— BRIEF —
From the entries below, copy every line holding the word "fountain".
▶
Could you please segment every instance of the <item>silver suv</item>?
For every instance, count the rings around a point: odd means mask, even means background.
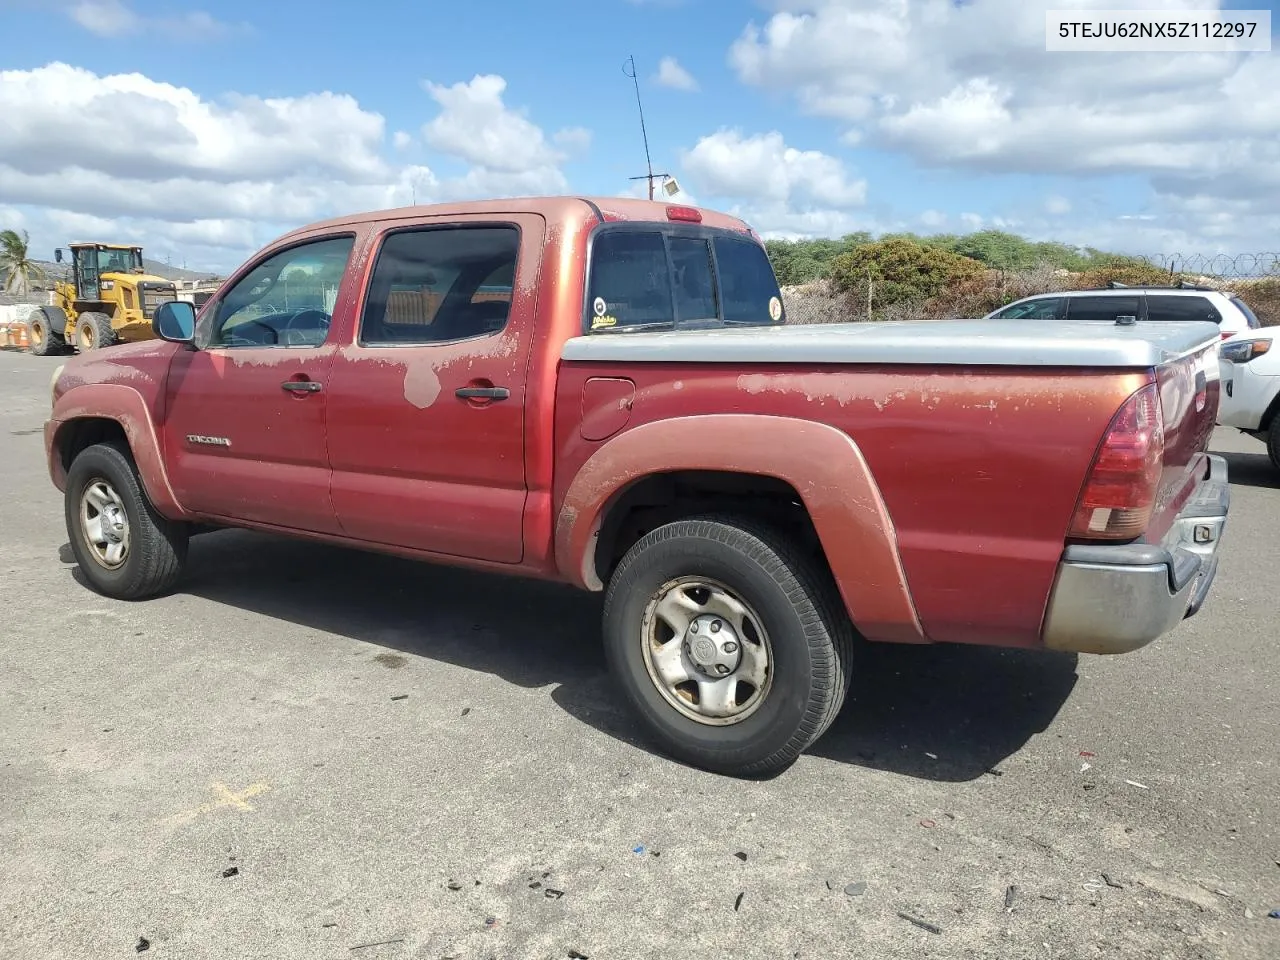
[[[1099,320],[1115,323],[1117,317],[1139,321],[1210,320],[1222,337],[1262,324],[1249,306],[1234,293],[1208,287],[1125,287],[1106,290],[1067,290],[1024,297],[987,314],[1001,320]]]

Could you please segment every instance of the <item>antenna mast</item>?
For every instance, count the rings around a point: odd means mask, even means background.
[[[665,180],[667,179],[669,174],[665,174],[665,173],[654,174],[653,161],[649,159],[649,132],[645,129],[645,125],[644,125],[644,104],[640,102],[640,79],[639,77],[636,76],[636,58],[634,56],[627,57],[626,61],[622,64],[622,72],[631,78],[631,82],[635,85],[635,88],[636,88],[636,108],[640,111],[640,135],[644,137],[644,162],[645,162],[646,168],[649,170],[649,173],[646,176],[631,177],[630,179],[648,180],[649,181],[649,199],[652,200],[653,199],[653,178],[655,176],[659,176]]]

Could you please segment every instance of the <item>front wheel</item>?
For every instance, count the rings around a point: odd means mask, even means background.
[[[605,597],[610,668],[662,747],[734,776],[776,773],[830,726],[852,625],[823,571],[750,520],[667,524]]]
[[[101,350],[116,342],[111,318],[105,313],[82,313],[76,318],[76,347],[82,353]]]
[[[1271,426],[1259,437],[1267,445],[1267,457],[1271,466],[1280,470],[1280,414],[1271,418]]]
[[[156,512],[133,461],[113,444],[95,444],[72,461],[65,511],[71,551],[99,593],[141,600],[182,575],[186,528]]]

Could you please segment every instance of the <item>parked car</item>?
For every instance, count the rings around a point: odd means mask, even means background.
[[[1267,456],[1280,470],[1280,347],[1274,332],[1250,331],[1219,347],[1222,398],[1218,423],[1236,427],[1267,445]]]
[[[1234,293],[1206,287],[1124,287],[1068,290],[1016,300],[987,314],[991,320],[1089,320],[1115,323],[1118,317],[1138,321],[1174,320],[1216,323],[1222,338],[1261,324],[1249,305]]]
[[[759,237],[693,207],[330,220],[156,332],[54,375],[95,590],[173,589],[212,525],[603,591],[649,732],[731,774],[823,734],[859,637],[1151,642],[1227,518],[1213,324],[787,326]]]

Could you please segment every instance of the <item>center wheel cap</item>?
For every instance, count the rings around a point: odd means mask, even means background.
[[[727,677],[742,663],[742,643],[723,617],[696,618],[685,635],[685,649],[700,673]]]

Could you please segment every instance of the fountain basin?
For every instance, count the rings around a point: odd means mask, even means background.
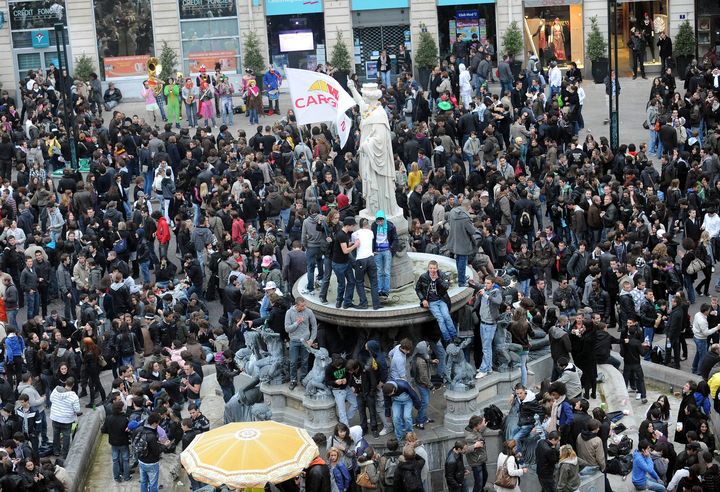
[[[388,300],[383,303],[384,306],[382,309],[372,309],[370,290],[367,287],[365,291],[368,304],[370,305],[368,309],[336,308],[337,279],[335,275],[332,275],[330,278],[327,304],[320,302],[319,289],[315,289],[314,294],[303,294],[301,292],[307,285],[307,275],[303,275],[295,283],[293,286],[293,295],[295,297],[302,296],[305,298],[307,307],[312,310],[319,321],[339,326],[352,326],[355,328],[393,328],[434,321],[430,311],[420,307],[420,301],[415,294],[415,283],[420,275],[427,271],[428,262],[435,260],[438,262],[440,270],[450,276],[451,287],[448,294],[450,295],[451,312],[460,309],[472,297],[473,289],[469,287],[458,287],[457,285],[457,268],[455,267],[454,259],[427,253],[407,253],[407,255],[412,261],[414,281],[410,285],[392,290]],[[467,267],[466,274],[467,278],[477,280],[475,271],[469,266]],[[358,302],[357,292],[355,293],[354,302]]]

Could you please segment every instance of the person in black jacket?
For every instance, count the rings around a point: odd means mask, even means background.
[[[672,362],[672,367],[680,369],[680,336],[683,331],[683,318],[684,312],[683,307],[679,302],[677,296],[673,296],[670,301],[672,310],[667,322],[667,344],[669,349],[665,352],[665,364],[670,365],[670,360],[675,356],[675,361]]]
[[[560,444],[560,434],[558,431],[550,431],[547,439],[540,440],[537,448],[535,448],[537,476],[542,492],[555,492],[557,490],[554,474],[555,465],[560,461],[558,444]]]
[[[465,463],[463,452],[467,442],[465,439],[455,441],[452,449],[445,458],[445,481],[449,492],[462,492],[465,490]]]
[[[327,444],[325,435],[315,434],[313,441],[317,444],[320,449],[320,456],[322,456],[325,445]],[[305,468],[305,492],[326,492],[327,490],[331,490],[330,467],[320,456],[317,456],[310,462],[308,467]]]
[[[675,302],[675,301],[673,301]],[[641,353],[643,350],[643,333],[638,325],[638,316],[632,315],[627,320],[627,327],[623,328],[620,333],[620,354],[625,363],[623,367],[623,378],[625,384],[630,384],[637,389],[643,403],[647,403],[647,394],[645,393],[645,375],[640,365]]]
[[[160,424],[160,414],[151,413],[145,425],[139,427],[135,432],[142,433],[142,439],[145,440],[145,451],[139,455],[138,469],[140,470],[140,489],[142,490],[158,490],[158,481],[160,479],[160,455],[162,454],[162,446],[158,441],[157,428]],[[133,443],[137,437],[133,436]]]
[[[193,258],[191,254],[186,254],[183,267],[185,268],[185,273],[187,274],[191,284],[187,292],[188,298],[191,294],[197,294],[198,297],[202,299],[203,271],[200,267],[200,263],[195,258]]]
[[[129,482],[130,475],[130,436],[127,430],[128,418],[123,413],[123,402],[112,404],[112,413],[105,417],[102,432],[108,435],[112,449],[113,478],[116,482]]]
[[[397,492],[424,492],[420,473],[425,466],[425,460],[415,454],[413,446],[403,448],[403,461],[395,469],[393,485]]]

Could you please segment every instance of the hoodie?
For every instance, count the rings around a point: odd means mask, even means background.
[[[15,357],[23,357],[25,355],[25,340],[15,333],[11,333],[5,338],[5,360],[12,361]]]
[[[380,342],[377,340],[367,341],[368,358],[365,361],[365,370],[368,372],[371,387],[378,383],[384,383],[388,379],[388,364],[385,353],[380,349]]]
[[[582,431],[577,438],[575,449],[578,457],[587,461],[588,465],[597,466],[600,471],[605,471],[605,450],[599,433]]]
[[[400,344],[390,351],[390,379],[407,380],[407,355],[400,350]]]
[[[50,420],[61,424],[72,424],[80,413],[80,398],[64,386],[57,386],[50,394]]]
[[[560,461],[557,469],[557,492],[575,492],[580,489],[580,466],[577,456]]]
[[[550,355],[552,359],[554,361],[559,360],[561,357],[569,359],[572,350],[570,335],[559,326],[551,326],[548,334],[550,335]]]
[[[323,216],[312,214],[303,221],[301,243],[303,248],[322,248],[327,244],[325,241],[325,229],[321,223]]]
[[[422,340],[415,346],[415,353],[411,362],[412,369],[410,375],[415,384],[424,388],[432,389],[430,371],[430,349],[426,341]]]
[[[580,382],[581,377],[582,370],[570,362],[565,367],[560,377],[557,378],[557,381],[565,383],[568,398],[575,398],[577,395],[582,393],[582,383]]]
[[[653,466],[653,460],[650,456],[645,456],[636,449],[633,451],[633,467],[632,467],[632,483],[638,490],[645,488],[647,484],[647,477],[650,475],[651,478],[659,481],[660,477],[655,472]]]
[[[535,416],[543,414],[543,408],[537,401],[535,393],[530,390],[526,390],[525,398],[520,402],[520,409],[518,410],[518,425],[534,425]]]
[[[45,411],[45,397],[40,396],[38,390],[32,384],[20,383],[18,385],[18,394],[26,394],[30,398],[30,406],[36,408],[39,412]]]

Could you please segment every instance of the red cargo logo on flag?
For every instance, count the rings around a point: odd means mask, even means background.
[[[338,90],[324,80],[316,80],[308,87],[307,91],[318,94],[309,94],[295,99],[295,106],[298,108],[307,108],[318,104],[329,104],[333,108],[337,108]]]

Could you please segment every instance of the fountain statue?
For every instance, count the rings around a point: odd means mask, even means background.
[[[459,345],[447,346],[446,374],[453,391],[467,391],[475,387],[475,368],[465,358],[463,349],[470,345],[472,338],[466,338]]]
[[[242,350],[242,349],[241,349]],[[258,387],[260,380],[256,377],[240,376],[245,383],[241,383],[238,392],[225,404],[224,422],[252,422],[252,407],[262,403],[263,394]]]
[[[330,364],[330,354],[328,354],[327,349],[323,347],[316,349],[305,345],[305,350],[315,356],[312,369],[310,369],[310,372],[308,372],[305,379],[303,379],[305,395],[316,400],[331,398],[332,392],[325,384],[325,368]]]
[[[261,327],[257,330],[260,333],[269,354],[258,360],[255,364],[257,375],[260,381],[269,384],[283,384],[288,373],[288,361],[285,357],[285,349],[279,333],[270,328]]]
[[[395,199],[395,163],[390,121],[380,104],[382,91],[376,83],[363,84],[362,95],[351,80],[348,81],[348,88],[361,115],[358,157],[365,208],[360,211],[360,216],[373,222],[375,214],[383,211],[385,220],[395,225],[399,244],[393,257],[390,286],[397,289],[411,284],[415,278],[412,261],[407,256],[408,223]]]

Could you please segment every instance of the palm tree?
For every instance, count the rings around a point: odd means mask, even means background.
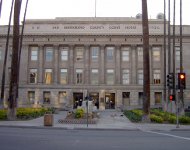
[[[14,25],[13,25],[13,53],[11,62],[11,80],[9,87],[9,103],[7,117],[9,120],[16,119],[17,88],[18,88],[18,54],[19,54],[19,18],[21,1],[15,0]]]
[[[149,66],[149,26],[147,0],[142,0],[142,28],[143,28],[143,112],[142,121],[149,122],[150,114],[150,66]]]

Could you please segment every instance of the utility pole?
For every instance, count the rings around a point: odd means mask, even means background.
[[[166,0],[164,0],[164,111],[167,111],[166,97]]]
[[[142,28],[143,28],[143,111],[142,121],[149,122],[150,114],[150,65],[149,65],[149,26],[147,0],[142,0]]]
[[[21,0],[15,0],[13,24],[13,53],[11,62],[11,79],[8,99],[8,120],[16,119],[17,88],[18,88],[18,58],[19,58],[19,18]]]

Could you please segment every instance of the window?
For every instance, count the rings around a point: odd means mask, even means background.
[[[67,84],[67,69],[61,69],[60,83]]]
[[[108,69],[107,70],[107,84],[114,84],[114,70]]]
[[[160,47],[153,47],[153,60],[160,61]]]
[[[61,91],[59,92],[59,104],[67,104],[67,92],[66,91]]]
[[[12,59],[12,54],[13,54],[13,48],[9,47],[9,59]]]
[[[76,84],[82,84],[83,83],[83,70],[82,69],[76,69]]]
[[[91,59],[92,61],[98,61],[99,47],[91,47]]]
[[[160,84],[160,70],[154,70],[153,73],[154,84]]]
[[[31,61],[37,61],[37,60],[38,60],[38,47],[31,47]]]
[[[129,61],[129,47],[122,48],[122,61]]]
[[[45,84],[52,83],[52,69],[45,69]]]
[[[143,104],[143,92],[139,92],[139,105]]]
[[[138,70],[138,84],[143,84],[143,70]]]
[[[35,102],[35,91],[28,91],[28,101],[30,104]]]
[[[45,55],[45,59],[46,61],[52,61],[53,60],[53,48],[52,47],[46,47],[46,55]]]
[[[162,92],[155,92],[154,96],[155,96],[155,104],[161,104]]]
[[[107,47],[107,60],[114,60],[114,47]]]
[[[30,69],[30,83],[37,83],[37,69]]]
[[[76,61],[83,61],[84,59],[84,47],[76,47]]]
[[[98,69],[92,69],[91,84],[98,84]]]
[[[122,74],[123,84],[129,84],[129,70],[124,69]]]
[[[143,61],[143,48],[142,47],[137,47],[137,55],[138,55],[138,61],[139,62]]]
[[[49,91],[43,93],[44,104],[50,104],[50,98],[51,98],[51,93]]]
[[[175,47],[176,61],[180,61],[180,47]]]
[[[61,60],[62,61],[67,61],[68,60],[68,47],[62,47],[61,48]]]

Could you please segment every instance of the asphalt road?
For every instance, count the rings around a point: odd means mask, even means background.
[[[189,150],[190,131],[0,127],[0,150]]]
◀
— RESPONSE BOX —
Could you please segment every instance of the fountain basin?
Could you please segment every instance of the fountain statue?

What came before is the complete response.